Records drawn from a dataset
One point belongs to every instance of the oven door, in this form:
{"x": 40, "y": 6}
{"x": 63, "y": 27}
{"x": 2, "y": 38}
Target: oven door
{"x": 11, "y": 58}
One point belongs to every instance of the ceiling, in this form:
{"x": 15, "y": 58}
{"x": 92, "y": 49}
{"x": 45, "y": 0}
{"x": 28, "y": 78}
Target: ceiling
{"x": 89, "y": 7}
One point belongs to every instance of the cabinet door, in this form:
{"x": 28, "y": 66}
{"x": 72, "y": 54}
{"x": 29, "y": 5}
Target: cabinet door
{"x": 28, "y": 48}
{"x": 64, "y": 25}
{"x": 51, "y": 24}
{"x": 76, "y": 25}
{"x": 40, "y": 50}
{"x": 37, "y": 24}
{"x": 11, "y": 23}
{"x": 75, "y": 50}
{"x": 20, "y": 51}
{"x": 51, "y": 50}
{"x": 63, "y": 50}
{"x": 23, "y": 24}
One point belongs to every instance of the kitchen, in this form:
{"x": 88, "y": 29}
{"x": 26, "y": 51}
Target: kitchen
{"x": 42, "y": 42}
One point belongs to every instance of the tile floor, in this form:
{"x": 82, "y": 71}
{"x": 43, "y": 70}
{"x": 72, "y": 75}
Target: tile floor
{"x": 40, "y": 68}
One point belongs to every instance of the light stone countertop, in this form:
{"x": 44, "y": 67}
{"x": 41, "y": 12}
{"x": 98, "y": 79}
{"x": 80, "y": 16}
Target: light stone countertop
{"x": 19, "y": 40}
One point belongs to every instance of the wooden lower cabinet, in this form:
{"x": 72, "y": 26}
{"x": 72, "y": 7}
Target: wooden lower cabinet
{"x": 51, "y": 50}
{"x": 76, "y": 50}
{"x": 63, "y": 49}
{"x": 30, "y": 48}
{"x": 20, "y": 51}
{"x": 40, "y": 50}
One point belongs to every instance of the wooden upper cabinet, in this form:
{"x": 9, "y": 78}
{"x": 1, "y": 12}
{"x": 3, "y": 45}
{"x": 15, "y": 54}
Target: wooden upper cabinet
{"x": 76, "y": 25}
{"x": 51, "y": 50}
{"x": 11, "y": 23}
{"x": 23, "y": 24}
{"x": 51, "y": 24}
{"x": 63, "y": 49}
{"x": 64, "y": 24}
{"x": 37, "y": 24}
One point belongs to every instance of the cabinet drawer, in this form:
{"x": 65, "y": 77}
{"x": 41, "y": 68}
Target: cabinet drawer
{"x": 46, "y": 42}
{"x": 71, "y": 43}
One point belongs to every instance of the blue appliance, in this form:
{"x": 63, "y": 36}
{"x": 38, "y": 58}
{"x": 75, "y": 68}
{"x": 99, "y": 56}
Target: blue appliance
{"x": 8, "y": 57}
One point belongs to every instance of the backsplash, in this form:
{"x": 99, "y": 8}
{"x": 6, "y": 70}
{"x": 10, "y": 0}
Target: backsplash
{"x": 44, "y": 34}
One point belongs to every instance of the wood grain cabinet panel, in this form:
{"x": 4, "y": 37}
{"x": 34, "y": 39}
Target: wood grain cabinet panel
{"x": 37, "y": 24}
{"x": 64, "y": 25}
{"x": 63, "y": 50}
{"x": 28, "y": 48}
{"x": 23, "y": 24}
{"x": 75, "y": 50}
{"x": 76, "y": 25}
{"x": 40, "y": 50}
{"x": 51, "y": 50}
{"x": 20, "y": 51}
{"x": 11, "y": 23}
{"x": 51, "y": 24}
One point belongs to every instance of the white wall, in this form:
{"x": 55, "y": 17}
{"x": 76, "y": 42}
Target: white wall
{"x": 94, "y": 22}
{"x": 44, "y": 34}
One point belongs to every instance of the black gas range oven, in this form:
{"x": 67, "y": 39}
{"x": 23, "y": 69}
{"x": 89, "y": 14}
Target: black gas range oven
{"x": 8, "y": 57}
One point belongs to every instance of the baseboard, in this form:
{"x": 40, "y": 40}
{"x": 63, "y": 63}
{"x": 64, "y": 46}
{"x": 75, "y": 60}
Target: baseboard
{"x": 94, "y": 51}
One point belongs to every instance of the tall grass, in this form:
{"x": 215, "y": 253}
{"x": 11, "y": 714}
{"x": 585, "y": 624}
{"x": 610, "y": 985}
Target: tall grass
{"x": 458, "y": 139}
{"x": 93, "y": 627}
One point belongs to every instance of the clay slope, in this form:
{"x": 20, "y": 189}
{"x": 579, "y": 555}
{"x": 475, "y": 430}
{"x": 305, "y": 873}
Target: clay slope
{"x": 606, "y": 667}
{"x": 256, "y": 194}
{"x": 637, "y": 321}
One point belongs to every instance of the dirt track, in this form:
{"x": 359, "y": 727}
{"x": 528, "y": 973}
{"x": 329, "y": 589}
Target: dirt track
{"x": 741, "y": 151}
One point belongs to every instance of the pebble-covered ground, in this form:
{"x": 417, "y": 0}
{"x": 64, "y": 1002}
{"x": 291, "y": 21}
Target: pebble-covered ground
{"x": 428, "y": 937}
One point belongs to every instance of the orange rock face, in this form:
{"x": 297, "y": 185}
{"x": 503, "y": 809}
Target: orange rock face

◆ **TASK DETAILS**
Place every line of the records above into a JSON list of strings, with one string for each line and blank lines omitted.

◆ **ANSWER FOR THIS EXERCISE**
[
  "One point belongs to every instance of the oven door, in this form:",
  "{\"x\": 40, \"y\": 6}",
  "{\"x\": 63, \"y\": 27}",
  "{\"x\": 2, \"y\": 38}",
  "Target: oven door",
  "{\"x\": 11, \"y\": 58}",
  "One point belongs to every instance of the ceiling, in this form:",
  "{\"x\": 15, \"y\": 58}",
  "{\"x\": 92, \"y\": 49}",
  "{\"x\": 45, \"y\": 0}",
  "{\"x\": 28, \"y\": 78}",
  "Target: ceiling",
  "{\"x\": 89, \"y\": 7}",
  "One point belongs to every instance of the cabinet door, in this form:",
  "{\"x\": 28, \"y\": 66}",
  "{\"x\": 72, \"y\": 54}",
  "{\"x\": 29, \"y\": 5}",
  "Target: cabinet door",
  "{\"x\": 28, \"y\": 48}",
  "{\"x\": 64, \"y\": 25}",
  "{\"x\": 51, \"y\": 24}",
  "{\"x\": 76, \"y\": 25}",
  "{\"x\": 40, \"y\": 50}",
  "{\"x\": 37, \"y\": 24}",
  "{\"x\": 11, \"y\": 23}",
  "{\"x\": 75, \"y\": 50}",
  "{\"x\": 20, \"y\": 51}",
  "{\"x\": 51, \"y\": 50}",
  "{\"x\": 63, \"y\": 50}",
  "{\"x\": 23, \"y\": 24}",
  "One point belongs to every instance of the kitchen, in this form:",
  "{\"x\": 88, \"y\": 29}",
  "{\"x\": 26, \"y\": 51}",
  "Target: kitchen",
  "{\"x\": 42, \"y\": 42}",
  "One point belongs to every instance of the tile floor, in this form:",
  "{\"x\": 82, \"y\": 71}",
  "{\"x\": 43, \"y\": 70}",
  "{\"x\": 72, \"y\": 75}",
  "Target: tile floor",
  "{\"x\": 40, \"y\": 68}",
  "One point belongs to every instance of the light stone countertop, in this form:",
  "{\"x\": 44, \"y\": 67}",
  "{\"x\": 41, \"y\": 12}",
  "{\"x\": 98, \"y\": 79}",
  "{\"x\": 80, \"y\": 16}",
  "Target: light stone countertop",
  "{\"x\": 19, \"y\": 40}",
  "One point belongs to every instance of the wooden lower cabinet, in this form:",
  "{\"x\": 72, \"y\": 26}",
  "{\"x\": 72, \"y\": 7}",
  "Target: wooden lower cabinet",
  "{\"x\": 51, \"y\": 50}",
  "{\"x\": 76, \"y\": 50}",
  "{\"x\": 63, \"y\": 49}",
  "{\"x\": 30, \"y\": 48}",
  "{\"x\": 20, \"y\": 51}",
  "{\"x\": 40, \"y\": 50}",
  "One point belongs to every instance of the wooden upper cabinet, in this form:",
  "{\"x\": 9, \"y\": 78}",
  "{\"x\": 1, \"y\": 12}",
  "{\"x\": 3, \"y\": 45}",
  "{\"x\": 15, \"y\": 54}",
  "Target: wooden upper cabinet",
  "{\"x\": 76, \"y\": 25}",
  "{\"x\": 51, \"y\": 50}",
  "{\"x\": 11, \"y\": 23}",
  "{\"x\": 23, \"y\": 24}",
  "{\"x\": 51, \"y\": 24}",
  "{\"x\": 63, \"y\": 49}",
  "{\"x\": 64, \"y\": 24}",
  "{\"x\": 37, \"y\": 24}",
  "One point belongs to every instance of the cabinet drawer, in this form:",
  "{\"x\": 65, \"y\": 77}",
  "{\"x\": 41, \"y\": 68}",
  "Target: cabinet drawer",
  "{\"x\": 46, \"y\": 42}",
  "{\"x\": 71, \"y\": 43}",
  "One point belongs to every instance of the blue appliance, in this form:",
  "{\"x\": 63, \"y\": 36}",
  "{\"x\": 38, \"y\": 58}",
  "{\"x\": 75, \"y\": 68}",
  "{\"x\": 99, \"y\": 56}",
  "Target: blue appliance",
  "{\"x\": 8, \"y\": 57}",
  "One point belongs to every instance of the backsplash, in this form:",
  "{\"x\": 99, \"y\": 8}",
  "{\"x\": 6, \"y\": 70}",
  "{\"x\": 10, \"y\": 0}",
  "Target: backsplash",
  "{\"x\": 44, \"y\": 34}",
  "One point belongs to every instance of the wood grain cabinet panel, in this form:",
  "{\"x\": 4, \"y\": 37}",
  "{\"x\": 34, \"y\": 39}",
  "Target: wood grain cabinet panel",
  "{\"x\": 37, \"y\": 24}",
  "{\"x\": 64, \"y\": 25}",
  "{\"x\": 63, \"y\": 50}",
  "{\"x\": 28, \"y\": 48}",
  "{\"x\": 23, \"y\": 24}",
  "{\"x\": 75, \"y\": 50}",
  "{\"x\": 76, \"y\": 25}",
  "{\"x\": 40, \"y\": 50}",
  "{\"x\": 51, \"y\": 50}",
  "{\"x\": 20, \"y\": 51}",
  "{\"x\": 11, \"y\": 23}",
  "{\"x\": 51, \"y\": 24}",
  "One point belongs to every instance of the white wall, in this form:",
  "{\"x\": 55, \"y\": 17}",
  "{\"x\": 76, \"y\": 42}",
  "Target: white wall",
  "{\"x\": 94, \"y\": 22}",
  "{\"x\": 44, \"y\": 34}",
  "One point belongs to every instance of the black gas range oven, in this form:",
  "{\"x\": 67, \"y\": 39}",
  "{\"x\": 23, \"y\": 69}",
  "{\"x\": 89, \"y\": 14}",
  "Target: black gas range oven",
  "{\"x\": 8, \"y\": 57}",
  "One point belongs to every instance of the baseboard, in this form:",
  "{\"x\": 40, \"y\": 40}",
  "{\"x\": 63, \"y\": 63}",
  "{\"x\": 64, \"y\": 46}",
  "{\"x\": 75, \"y\": 60}",
  "Target: baseboard",
  "{\"x\": 94, \"y\": 51}",
  "One point belongs to every instance of the tall grass, in this form:",
  "{\"x\": 215, \"y\": 253}",
  "{\"x\": 11, \"y\": 714}",
  "{\"x\": 585, \"y\": 624}",
  "{\"x\": 610, \"y\": 985}",
  "Target: tall grass",
  "{\"x\": 458, \"y\": 139}",
  "{\"x\": 93, \"y\": 627}",
  "One point belongs to every instance of the clay slope, in this form:",
  "{\"x\": 20, \"y\": 189}",
  "{\"x\": 579, \"y\": 555}",
  "{\"x\": 475, \"y\": 430}",
  "{\"x\": 305, \"y\": 873}",
  "Target: clay slope",
  "{\"x\": 606, \"y\": 667}",
  "{\"x\": 256, \"y\": 194}",
  "{\"x\": 637, \"y\": 321}",
  "One point belongs to every instance of the dirt track, in this form:",
  "{\"x\": 359, \"y\": 727}",
  "{\"x\": 528, \"y\": 973}",
  "{\"x\": 329, \"y\": 589}",
  "Target: dirt track",
  "{\"x\": 741, \"y\": 151}",
  "One point belongs to every instance of the pebble-covered ground, in this form:",
  "{\"x\": 417, \"y\": 0}",
  "{\"x\": 64, \"y\": 1002}",
  "{\"x\": 291, \"y\": 21}",
  "Target: pebble-covered ground",
  "{\"x\": 428, \"y\": 937}",
  "One point belongs to every instance of the orange rock face, in this form:",
  "{\"x\": 297, \"y\": 185}",
  "{\"x\": 503, \"y\": 809}",
  "Target: orange rock face"
]